(begin)
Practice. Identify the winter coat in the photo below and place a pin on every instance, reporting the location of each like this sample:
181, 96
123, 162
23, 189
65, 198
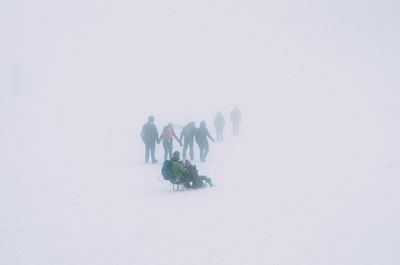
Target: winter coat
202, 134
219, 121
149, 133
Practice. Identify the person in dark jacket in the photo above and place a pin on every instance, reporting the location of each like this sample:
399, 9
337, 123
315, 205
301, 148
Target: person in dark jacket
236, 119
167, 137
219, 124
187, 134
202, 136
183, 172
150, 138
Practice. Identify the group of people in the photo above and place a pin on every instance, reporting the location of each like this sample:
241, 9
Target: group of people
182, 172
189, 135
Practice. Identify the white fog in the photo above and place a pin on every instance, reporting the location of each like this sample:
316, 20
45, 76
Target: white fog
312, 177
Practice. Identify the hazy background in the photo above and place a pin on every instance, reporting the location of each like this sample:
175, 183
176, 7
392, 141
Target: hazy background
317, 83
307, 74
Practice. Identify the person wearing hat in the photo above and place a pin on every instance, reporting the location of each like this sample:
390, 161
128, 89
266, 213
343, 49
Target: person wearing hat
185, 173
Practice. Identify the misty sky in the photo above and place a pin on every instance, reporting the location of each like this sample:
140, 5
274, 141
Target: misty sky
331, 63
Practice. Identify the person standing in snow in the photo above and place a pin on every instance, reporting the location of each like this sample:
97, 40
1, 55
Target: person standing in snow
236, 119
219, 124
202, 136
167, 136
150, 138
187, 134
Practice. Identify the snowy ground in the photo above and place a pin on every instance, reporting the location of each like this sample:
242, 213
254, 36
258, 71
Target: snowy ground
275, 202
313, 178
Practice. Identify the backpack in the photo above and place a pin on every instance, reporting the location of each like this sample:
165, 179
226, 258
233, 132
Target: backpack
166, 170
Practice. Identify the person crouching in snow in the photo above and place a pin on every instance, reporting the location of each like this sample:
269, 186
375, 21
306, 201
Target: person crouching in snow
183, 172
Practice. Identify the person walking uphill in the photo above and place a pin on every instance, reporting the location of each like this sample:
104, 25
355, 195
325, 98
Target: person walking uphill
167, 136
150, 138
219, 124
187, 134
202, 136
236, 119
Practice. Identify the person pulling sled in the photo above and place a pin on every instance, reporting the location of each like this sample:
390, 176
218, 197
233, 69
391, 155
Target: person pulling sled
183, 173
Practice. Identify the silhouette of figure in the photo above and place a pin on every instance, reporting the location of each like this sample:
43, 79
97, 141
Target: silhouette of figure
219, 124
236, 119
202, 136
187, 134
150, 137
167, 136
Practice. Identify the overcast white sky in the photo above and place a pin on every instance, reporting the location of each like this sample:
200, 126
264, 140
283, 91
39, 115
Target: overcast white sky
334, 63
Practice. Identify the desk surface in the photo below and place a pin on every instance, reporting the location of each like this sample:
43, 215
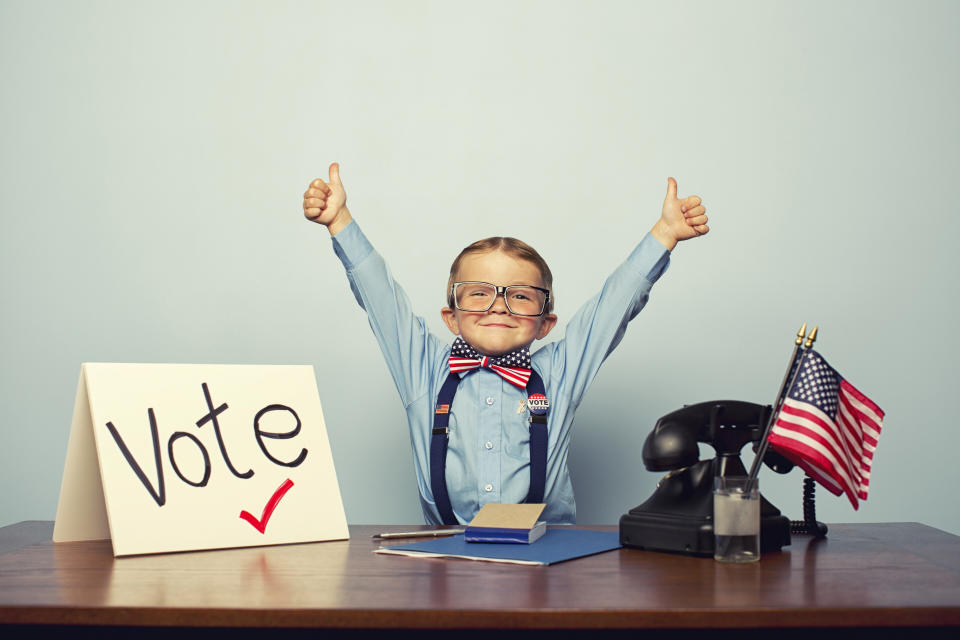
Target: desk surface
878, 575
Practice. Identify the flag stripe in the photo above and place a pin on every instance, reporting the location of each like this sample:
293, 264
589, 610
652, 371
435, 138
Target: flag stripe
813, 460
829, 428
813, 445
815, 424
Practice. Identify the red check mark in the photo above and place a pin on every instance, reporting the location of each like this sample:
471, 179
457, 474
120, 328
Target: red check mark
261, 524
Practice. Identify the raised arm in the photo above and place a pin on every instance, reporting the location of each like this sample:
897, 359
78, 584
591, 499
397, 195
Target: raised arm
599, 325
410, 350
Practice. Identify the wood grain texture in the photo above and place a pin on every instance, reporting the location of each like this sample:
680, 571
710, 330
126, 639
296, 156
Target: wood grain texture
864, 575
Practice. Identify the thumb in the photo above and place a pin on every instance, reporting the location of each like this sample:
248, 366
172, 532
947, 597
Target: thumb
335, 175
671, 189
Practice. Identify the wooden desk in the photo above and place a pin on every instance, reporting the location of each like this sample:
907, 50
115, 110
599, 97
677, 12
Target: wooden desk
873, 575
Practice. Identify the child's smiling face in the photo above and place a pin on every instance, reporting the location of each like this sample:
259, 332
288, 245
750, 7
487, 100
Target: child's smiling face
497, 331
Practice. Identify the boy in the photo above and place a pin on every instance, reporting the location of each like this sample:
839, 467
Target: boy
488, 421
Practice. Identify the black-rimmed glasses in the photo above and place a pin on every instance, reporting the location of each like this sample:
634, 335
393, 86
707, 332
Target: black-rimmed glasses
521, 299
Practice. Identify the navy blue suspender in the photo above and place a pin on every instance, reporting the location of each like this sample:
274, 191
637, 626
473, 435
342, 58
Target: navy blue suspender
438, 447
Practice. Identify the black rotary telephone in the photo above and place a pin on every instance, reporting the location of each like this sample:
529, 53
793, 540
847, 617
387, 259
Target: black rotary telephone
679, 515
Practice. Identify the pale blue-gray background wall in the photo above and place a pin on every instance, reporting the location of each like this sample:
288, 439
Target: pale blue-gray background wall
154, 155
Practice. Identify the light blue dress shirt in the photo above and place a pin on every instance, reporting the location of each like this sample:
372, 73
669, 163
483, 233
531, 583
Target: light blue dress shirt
(end)
**PROBLEM TO SOLVE**
Reproduce all of the data above, substituting "put a marker" for every occurrence of "place a pin" and keeping everything else unchanged. Omit the pictures from your reply.

**TASK SOLUTION**
Practice. Identify the winter coat in the photo below and put a marker on every instance, reporting the location of each like this sample:
181, 96
123, 162
23, 189
65, 198
Target: winter coat
202, 134
219, 121
149, 133
Practice. Identify the person in dark jacket in the photo above and put a marker on every instance, reporting the location of each like this sample:
399, 9
337, 123
315, 205
301, 148
Target: person in dark jacket
236, 119
167, 137
219, 124
187, 134
202, 136
183, 172
150, 138
Practice. Identify the group of people in the photo above and put a marker on every instance, reporting the location of each like this sample:
241, 9
Target: group of people
182, 172
189, 135
Practice. Identify the white fog in the photo above and put a marker on every instance, reporting the location of each like this sample:
316, 20
45, 76
Target: white fog
312, 177
Practice. Identify the hazy background in the photo above and put a marker on every instance, reporting the location of each like this sample:
175, 183
176, 7
392, 141
Target: hazy background
317, 83
307, 74
Practice. Identify the person wearing hat in the photo above and put a marker on every instance, reporting the location of each like this sample:
390, 161
128, 89
266, 213
343, 49
Target: person wearing hat
185, 173
Practice. Identify the misty sky in the photo above and put a marker on every instance, reporting the location of each like this sample:
140, 5
274, 141
Target: misty sky
331, 63
Practice. Identify the person standing in snow in the photo above and put a marker on every instance, reporting the location of each like this sample:
97, 40
1, 55
Target: person standing in snow
236, 119
219, 124
202, 136
167, 136
150, 138
187, 134
Practice. Identify the snowy ground in the photo above and put a marker on every instance, reporting the location of each like this sample:
242, 213
254, 36
258, 71
Target: snowy ground
275, 202
313, 178
Practice. Identify the backpack in the photo above and put a marker on every instance, reporting the location of each like this sample:
165, 179
226, 258
233, 132
Target: backpack
166, 170
Practice. Identify the person crouching in snow in the photo above and put a marker on every instance, reporting the location of each like this sample:
269, 186
375, 21
306, 201
Target: person crouching in snow
183, 172
Practice. Identify the person walking uphill in the photo above and put a marker on every instance, reporting the location of each like this sample:
104, 25
355, 195
325, 98
Target: person walking uphill
167, 136
150, 138
219, 124
187, 134
202, 136
236, 119
Practice. Identify the person pulling sled in the photo above and put a marker on every instance, reporting the location of each like this sample:
390, 176
218, 197
233, 69
391, 155
Target: person pulling sled
183, 173
Practice. Identify the silhouette of figure in the photo above and put a marker on every instance, reporting the location of each like this sample:
43, 79
97, 141
Target: silhouette of figure
219, 124
236, 119
202, 136
187, 134
150, 137
167, 136
Practice. Identify the overcast white sky in the photo above and put a marker on every instance, reporting the location of each like this sample:
200, 126
264, 140
283, 91
39, 115
Target: overcast white sky
334, 63
Practice. Identify the desk surface in the photo below and put a marker on every instance, reporting the location of each like this sample:
43, 215
Target: desk surface
878, 575
Practice. Identify the flag stripe in the photo above and put a marker on every instance, reporting the location of each like this sample:
293, 264
589, 610
652, 371
435, 138
Target: flag stripe
813, 460
829, 428
813, 445
815, 424
Practice. Identify the red check mark in the photo above and put a marker on every instance, reporting the location of each like this sample:
471, 179
457, 474
120, 328
Target: red check mark
261, 524
Practice. Identify the raised arm in the photo above and put a marker on every instance, reporting the location of each like this sample:
897, 359
78, 584
591, 499
397, 195
Target: raised arm
599, 325
410, 350
Practice. Identify the wood grain texture in the photo above and put a marker on every instance, reporting the location of each like this sample:
680, 571
710, 330
126, 639
296, 156
Target: wood grain texture
864, 575
Practice. Identify the thumb in the photo above and put a marker on every instance, reporting the location of each like this sample:
248, 366
172, 532
947, 597
Target: thumb
335, 175
671, 189
Practice. Identify the wooden desk in the photo above and put a marker on every instance, reporting the location of each like this sample:
907, 50
115, 110
599, 97
677, 12
Target: wooden desk
873, 575
Practice. Identify the child's smiling face in the photo above and put a marker on every instance, reporting the location of each like this sample:
259, 332
288, 245
750, 7
487, 100
Target: child's smiling face
497, 331
Practice. Identify the boy in the photo above and put a marker on every instance, reporting the location of each like this sample:
839, 467
Target: boy
488, 421
Practice. Identify the black-rimmed glasses in the photo above and put a marker on every instance, reporting the location of each like this sample:
634, 335
393, 86
707, 332
Target: black-rimmed glasses
521, 299
Practice. Identify the navy blue suspender in the photo above and put a marker on every instance, reporting the location of each like this sample:
274, 191
637, 626
473, 435
342, 58
Target: navy blue suspender
438, 447
Practice. Identify the black rotary telephone in the photo above and put a marker on every instance, reporting the location of each like this sample:
529, 53
793, 540
847, 617
387, 259
Target: black rotary telephone
679, 515
Practice. Identify the pale blue-gray background wall in the photo above and put a marker on every instance, reporting the location of each like this sample:
288, 439
Target: pale blue-gray background wall
154, 155
Practice. Identify the light blue dress shirt in the photo above and put a marker on every instance, reporting the location of each like this sample:
372, 73
669, 163
483, 233
531, 583
Target: light blue dress shirt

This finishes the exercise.